Excerto.

Lisboa tem perdido moradores e empresas para as cidades à volta. Não tem uma oferta competitiva para a habitação ou para os negócios, é cara. Concorda?


Nos últimos 30 anos, a dinâmica foi de aumento da população na área metropolitana e perda no centro da cidade, [que passou] de cerca de 800 mil pessoas para 550 mil em 30 anos. A área metropolitana incluindo Lisboa tem, grosso modo, 2,4 milhões de habitantes. Esta dinâmica não é só nossa. Aconteceu em várias cidades europeias, no Porto também. Mas estamos a tentar corrigir esta tendência, que afeta a reabilitação urbana, provoca dificuldades ao pequeno comércio tradicional, é responsável pelo desinvestimento, por problemas nas infraestruturas de habitação e educação, nas escolas, nas creches e nos serviços de saúde.


É um processo imparável?


Houve uma construção muito significativa na periferia de Lisboa e uma necessidade de fazer a infraestruturação dessas zonas, com o consequente abandono do centro, para dar resposta às populações. Deu-se ainda outro efeito: como não tínhamos e não temos um eficaz sistema de transportes públicos metropolitanos, em favor da nossa cultura, diria eu, de apreço pelo automóvel...

Instruções.
[1] No texto sobre Lisboa, quantos habitantes tem, grosso modo, a área metropolitana incluindo Lisboa?
[2] Prossiga o texto sobre Lisboa a partir do ponto em que termina.
Os itens abaixo vêm de uma fonte diferente.

Dados de rotulagem de coordenadas:
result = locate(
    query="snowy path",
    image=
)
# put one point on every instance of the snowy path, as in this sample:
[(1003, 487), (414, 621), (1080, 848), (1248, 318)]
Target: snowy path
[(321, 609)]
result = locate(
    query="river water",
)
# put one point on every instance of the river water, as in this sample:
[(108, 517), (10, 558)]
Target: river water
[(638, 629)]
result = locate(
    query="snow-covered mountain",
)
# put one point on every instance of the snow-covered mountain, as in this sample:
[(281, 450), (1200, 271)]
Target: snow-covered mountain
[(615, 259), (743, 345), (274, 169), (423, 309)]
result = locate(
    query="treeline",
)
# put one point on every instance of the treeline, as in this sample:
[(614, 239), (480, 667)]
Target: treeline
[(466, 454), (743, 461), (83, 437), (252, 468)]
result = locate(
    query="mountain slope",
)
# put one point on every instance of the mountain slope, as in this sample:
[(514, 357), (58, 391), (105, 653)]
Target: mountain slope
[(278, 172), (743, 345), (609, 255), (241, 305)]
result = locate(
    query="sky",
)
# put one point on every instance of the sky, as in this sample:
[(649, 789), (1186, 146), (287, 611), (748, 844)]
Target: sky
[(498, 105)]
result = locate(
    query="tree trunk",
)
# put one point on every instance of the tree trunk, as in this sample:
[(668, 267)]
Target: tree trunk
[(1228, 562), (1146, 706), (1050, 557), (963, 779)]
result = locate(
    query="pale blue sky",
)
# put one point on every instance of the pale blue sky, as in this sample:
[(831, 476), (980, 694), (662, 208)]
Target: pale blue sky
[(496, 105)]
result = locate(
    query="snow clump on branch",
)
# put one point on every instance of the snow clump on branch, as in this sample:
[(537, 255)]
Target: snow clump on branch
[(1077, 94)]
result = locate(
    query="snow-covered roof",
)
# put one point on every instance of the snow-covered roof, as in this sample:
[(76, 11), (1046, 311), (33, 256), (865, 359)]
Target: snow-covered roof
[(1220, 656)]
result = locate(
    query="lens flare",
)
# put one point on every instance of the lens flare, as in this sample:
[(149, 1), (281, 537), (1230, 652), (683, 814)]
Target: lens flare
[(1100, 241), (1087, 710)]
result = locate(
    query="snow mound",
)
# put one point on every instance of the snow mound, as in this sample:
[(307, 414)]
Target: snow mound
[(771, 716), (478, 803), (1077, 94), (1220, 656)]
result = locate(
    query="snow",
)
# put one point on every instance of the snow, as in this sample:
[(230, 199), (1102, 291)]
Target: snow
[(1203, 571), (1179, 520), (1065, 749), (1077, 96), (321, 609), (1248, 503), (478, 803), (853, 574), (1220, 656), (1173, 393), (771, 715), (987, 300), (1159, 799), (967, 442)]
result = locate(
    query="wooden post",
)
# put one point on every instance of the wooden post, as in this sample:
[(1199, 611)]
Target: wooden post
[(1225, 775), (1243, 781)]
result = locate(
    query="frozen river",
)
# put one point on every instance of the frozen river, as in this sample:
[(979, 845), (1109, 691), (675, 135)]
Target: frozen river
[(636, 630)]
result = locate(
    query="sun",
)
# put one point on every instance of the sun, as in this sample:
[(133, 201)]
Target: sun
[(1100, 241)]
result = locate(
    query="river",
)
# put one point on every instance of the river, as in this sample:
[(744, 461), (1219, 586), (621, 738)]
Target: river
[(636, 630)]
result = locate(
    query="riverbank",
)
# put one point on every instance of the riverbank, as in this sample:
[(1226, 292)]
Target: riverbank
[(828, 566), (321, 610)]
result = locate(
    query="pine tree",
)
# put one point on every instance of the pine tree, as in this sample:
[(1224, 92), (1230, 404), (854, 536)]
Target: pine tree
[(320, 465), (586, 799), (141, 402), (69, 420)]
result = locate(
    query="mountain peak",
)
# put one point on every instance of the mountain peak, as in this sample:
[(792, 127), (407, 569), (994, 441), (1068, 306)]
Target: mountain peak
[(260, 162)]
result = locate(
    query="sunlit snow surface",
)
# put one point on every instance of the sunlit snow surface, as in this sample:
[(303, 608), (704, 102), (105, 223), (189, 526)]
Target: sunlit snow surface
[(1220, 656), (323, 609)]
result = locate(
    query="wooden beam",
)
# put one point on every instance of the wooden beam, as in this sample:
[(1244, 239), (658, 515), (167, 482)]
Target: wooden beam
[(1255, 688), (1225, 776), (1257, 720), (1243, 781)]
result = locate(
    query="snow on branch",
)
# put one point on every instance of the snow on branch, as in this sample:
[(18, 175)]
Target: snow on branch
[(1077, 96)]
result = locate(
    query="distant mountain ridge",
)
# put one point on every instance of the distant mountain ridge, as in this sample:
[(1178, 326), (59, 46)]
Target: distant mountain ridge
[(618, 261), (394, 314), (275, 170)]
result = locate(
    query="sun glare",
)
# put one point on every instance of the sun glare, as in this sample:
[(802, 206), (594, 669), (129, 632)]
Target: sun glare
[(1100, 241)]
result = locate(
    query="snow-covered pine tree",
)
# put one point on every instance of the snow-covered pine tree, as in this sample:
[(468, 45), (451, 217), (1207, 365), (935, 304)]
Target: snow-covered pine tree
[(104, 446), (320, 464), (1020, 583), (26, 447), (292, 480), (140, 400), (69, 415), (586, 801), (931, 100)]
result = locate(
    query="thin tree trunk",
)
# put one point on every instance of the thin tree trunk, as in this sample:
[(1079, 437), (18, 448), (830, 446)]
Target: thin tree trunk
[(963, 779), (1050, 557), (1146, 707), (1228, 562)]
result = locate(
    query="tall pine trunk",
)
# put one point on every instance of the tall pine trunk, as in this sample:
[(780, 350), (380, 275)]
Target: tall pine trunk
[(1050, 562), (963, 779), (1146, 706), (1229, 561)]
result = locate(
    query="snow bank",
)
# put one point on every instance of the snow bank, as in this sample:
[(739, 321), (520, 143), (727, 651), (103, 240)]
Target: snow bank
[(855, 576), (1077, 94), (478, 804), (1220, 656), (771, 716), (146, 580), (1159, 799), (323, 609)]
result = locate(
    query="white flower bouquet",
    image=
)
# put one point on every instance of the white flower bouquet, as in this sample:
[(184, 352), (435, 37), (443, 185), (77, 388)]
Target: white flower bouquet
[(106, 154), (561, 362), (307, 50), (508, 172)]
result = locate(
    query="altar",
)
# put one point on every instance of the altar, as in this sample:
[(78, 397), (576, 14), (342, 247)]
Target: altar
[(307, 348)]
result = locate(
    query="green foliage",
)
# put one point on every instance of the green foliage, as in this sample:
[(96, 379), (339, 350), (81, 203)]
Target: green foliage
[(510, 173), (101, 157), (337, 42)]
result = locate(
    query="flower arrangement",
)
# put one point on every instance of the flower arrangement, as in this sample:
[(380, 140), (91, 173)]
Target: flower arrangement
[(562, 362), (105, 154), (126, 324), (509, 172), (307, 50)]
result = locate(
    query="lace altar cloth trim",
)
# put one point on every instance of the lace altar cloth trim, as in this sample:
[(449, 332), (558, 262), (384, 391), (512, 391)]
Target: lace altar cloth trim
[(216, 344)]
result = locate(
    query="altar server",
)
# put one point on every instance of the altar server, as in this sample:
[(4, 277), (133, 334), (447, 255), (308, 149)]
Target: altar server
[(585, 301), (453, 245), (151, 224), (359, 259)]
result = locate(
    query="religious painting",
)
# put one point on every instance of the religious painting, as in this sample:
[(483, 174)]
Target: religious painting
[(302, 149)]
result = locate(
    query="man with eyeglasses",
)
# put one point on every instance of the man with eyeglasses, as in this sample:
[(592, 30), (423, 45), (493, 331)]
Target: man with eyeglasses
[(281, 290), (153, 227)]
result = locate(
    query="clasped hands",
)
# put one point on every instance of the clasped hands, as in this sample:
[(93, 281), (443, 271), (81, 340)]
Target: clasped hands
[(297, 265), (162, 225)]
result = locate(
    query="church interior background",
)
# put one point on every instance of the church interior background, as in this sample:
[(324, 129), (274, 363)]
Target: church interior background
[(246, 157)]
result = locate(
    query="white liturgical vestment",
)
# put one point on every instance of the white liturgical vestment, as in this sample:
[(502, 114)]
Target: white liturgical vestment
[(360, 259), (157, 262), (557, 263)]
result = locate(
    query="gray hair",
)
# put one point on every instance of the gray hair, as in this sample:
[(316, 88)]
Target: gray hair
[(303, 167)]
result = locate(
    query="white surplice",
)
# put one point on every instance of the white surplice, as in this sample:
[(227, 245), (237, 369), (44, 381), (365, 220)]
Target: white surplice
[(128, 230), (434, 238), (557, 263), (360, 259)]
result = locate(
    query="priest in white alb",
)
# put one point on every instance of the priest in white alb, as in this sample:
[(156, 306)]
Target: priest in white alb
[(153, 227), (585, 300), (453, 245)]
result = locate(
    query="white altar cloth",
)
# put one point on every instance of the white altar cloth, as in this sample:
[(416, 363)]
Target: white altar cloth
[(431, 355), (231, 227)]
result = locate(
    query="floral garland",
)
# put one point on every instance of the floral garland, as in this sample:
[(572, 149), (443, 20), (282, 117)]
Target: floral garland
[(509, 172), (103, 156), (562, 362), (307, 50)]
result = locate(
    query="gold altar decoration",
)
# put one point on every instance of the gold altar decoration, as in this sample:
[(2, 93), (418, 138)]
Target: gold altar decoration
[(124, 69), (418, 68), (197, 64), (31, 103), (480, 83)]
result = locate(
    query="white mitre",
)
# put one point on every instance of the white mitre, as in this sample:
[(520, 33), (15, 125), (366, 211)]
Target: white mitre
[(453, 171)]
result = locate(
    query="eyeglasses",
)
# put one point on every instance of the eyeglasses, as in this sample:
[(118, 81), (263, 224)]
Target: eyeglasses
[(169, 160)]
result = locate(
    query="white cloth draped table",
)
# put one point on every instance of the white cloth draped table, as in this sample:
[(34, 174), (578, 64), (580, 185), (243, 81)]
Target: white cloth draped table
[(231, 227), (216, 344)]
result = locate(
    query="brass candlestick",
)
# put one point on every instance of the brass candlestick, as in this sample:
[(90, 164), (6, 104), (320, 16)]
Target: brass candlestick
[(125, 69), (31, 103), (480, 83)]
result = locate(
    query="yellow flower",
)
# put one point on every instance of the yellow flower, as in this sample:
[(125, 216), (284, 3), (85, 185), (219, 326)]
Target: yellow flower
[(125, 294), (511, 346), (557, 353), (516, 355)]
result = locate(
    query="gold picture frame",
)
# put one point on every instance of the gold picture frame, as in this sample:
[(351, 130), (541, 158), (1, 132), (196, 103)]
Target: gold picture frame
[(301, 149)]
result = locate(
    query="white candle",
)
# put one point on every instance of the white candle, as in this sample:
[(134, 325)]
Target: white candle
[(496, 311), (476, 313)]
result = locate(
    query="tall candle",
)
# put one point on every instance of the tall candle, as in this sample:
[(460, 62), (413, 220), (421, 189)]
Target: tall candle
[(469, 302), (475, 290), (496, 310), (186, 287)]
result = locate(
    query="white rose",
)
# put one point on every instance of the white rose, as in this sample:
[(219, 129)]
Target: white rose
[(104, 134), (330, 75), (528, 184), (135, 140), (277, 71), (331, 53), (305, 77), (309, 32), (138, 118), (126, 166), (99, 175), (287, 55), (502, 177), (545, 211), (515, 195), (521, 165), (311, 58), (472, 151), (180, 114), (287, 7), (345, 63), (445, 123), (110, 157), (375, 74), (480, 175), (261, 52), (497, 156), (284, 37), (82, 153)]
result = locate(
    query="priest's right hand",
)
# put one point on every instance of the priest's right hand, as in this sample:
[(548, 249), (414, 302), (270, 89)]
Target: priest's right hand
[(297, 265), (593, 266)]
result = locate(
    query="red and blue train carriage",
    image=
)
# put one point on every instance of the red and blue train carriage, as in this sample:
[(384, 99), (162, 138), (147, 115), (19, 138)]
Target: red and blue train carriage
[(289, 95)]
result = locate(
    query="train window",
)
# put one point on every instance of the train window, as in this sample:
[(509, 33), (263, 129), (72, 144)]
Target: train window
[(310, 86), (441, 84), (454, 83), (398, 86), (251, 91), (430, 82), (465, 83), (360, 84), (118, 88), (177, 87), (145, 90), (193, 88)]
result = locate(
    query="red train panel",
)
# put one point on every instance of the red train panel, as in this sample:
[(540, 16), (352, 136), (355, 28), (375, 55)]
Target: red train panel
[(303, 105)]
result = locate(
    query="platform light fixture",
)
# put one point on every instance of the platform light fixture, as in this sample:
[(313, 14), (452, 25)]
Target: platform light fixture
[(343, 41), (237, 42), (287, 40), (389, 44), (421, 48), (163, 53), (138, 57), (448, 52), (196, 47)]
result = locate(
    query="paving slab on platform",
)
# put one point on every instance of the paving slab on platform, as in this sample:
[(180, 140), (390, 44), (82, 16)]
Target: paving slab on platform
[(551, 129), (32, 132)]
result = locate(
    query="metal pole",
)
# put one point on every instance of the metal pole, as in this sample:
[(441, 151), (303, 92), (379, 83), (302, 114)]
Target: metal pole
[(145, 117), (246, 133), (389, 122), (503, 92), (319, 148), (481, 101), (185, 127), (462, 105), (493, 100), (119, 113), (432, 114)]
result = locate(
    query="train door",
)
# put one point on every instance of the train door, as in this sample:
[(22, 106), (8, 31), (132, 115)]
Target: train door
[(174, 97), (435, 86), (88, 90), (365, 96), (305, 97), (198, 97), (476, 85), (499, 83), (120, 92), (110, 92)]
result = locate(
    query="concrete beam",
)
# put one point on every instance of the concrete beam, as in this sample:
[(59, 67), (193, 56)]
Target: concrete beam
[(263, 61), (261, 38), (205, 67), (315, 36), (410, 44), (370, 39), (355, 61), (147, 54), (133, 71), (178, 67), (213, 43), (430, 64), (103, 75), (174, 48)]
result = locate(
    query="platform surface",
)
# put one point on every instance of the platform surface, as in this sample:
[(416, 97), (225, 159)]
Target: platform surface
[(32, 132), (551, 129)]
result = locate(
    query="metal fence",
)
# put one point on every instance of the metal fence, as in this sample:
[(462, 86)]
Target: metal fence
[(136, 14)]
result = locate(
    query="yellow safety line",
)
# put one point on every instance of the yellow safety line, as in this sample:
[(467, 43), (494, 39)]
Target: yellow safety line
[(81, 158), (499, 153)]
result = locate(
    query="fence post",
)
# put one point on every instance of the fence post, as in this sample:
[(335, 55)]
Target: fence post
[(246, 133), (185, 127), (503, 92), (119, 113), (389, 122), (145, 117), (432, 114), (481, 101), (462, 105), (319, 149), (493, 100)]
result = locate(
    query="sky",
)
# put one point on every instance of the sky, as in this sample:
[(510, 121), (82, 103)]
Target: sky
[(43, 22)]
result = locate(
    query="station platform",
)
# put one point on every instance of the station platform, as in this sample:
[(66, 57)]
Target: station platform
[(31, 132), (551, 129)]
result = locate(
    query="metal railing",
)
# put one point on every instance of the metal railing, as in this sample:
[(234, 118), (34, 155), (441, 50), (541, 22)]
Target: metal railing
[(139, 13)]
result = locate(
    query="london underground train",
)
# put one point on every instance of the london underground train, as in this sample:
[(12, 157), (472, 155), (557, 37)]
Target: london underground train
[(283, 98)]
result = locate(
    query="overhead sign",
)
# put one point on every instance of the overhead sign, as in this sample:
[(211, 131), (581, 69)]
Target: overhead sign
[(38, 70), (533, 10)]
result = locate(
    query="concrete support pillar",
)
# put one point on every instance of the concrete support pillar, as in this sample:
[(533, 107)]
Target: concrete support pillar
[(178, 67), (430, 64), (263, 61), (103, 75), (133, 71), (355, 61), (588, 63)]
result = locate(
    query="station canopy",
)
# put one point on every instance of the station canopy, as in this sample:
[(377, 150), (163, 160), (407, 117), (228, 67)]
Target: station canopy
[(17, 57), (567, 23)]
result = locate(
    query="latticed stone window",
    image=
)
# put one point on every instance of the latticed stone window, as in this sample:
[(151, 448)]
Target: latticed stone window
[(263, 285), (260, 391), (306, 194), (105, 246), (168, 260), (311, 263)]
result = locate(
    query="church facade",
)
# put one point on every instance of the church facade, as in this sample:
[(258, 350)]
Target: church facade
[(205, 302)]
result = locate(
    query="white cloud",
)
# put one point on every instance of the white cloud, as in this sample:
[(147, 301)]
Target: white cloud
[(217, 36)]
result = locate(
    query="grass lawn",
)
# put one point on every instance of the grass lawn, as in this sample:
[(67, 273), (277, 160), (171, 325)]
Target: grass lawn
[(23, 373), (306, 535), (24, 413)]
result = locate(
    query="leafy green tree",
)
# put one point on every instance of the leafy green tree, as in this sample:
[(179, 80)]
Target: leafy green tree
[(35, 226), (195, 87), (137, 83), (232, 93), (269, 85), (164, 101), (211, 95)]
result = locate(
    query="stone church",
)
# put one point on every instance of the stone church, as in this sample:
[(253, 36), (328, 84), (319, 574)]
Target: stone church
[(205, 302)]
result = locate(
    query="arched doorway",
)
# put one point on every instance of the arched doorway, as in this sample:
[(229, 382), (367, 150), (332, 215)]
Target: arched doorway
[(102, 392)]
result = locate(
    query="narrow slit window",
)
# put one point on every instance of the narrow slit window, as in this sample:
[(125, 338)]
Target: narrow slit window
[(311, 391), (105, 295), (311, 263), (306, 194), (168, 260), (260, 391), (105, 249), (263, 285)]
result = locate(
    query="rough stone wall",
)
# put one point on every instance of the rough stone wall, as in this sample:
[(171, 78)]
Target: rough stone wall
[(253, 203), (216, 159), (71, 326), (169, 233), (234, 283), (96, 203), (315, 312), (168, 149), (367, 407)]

Respostas.
[1] Cerca de 2,4 milhões de habitantes.

[2]
Apreço é uma maneira simpática de pôr as coisas...


A base é o sistema dos transportes públicos. Penso que é este o grande falhanço das políticas públicas nas últimas décadas. A rede de transportes não se tornou credível, coerente, legível, integrada e adaptada à realidade. Era preciso ter um sistema de mobilidade metropolitana, mas isso não aconteceu. A malha estendeu-se muito, alargou-se, alterou-se e não houve capacidade de resposta. Ora bem, isto fez com que uma parte do investimento público fosse canalizada para as vias de entrada e saída. A política era basicamente pôr e tirar carros da cidade o mais depressa possível.


E isso está a mudar?


Esta situação, do ponto de vista populacional, ainda não se inverteu, mas, pelos dados de que dispomos, a tendência foi interrompida. Os últimos dados mostram uma perda populacional em Lisboa, mas é uma perda semelhante à do resto do país. Este fenómeno é conhecido como o efeito donut, visível em Lisboa e no Porto: vazio no centro e crescimento à volta. O nosso objetivo é inverter isto, recuperar a atratividade do centro. O trabalho está mais avançado do ponto de vista das empresas do que dos moradores. No mercado imobiliário sente-se a crescente procura e relocalização das empresas. Relativamente à dinâmica populacional, a situação do mercado coloca-nos um desafio: o preço da habitação.


É muito caro.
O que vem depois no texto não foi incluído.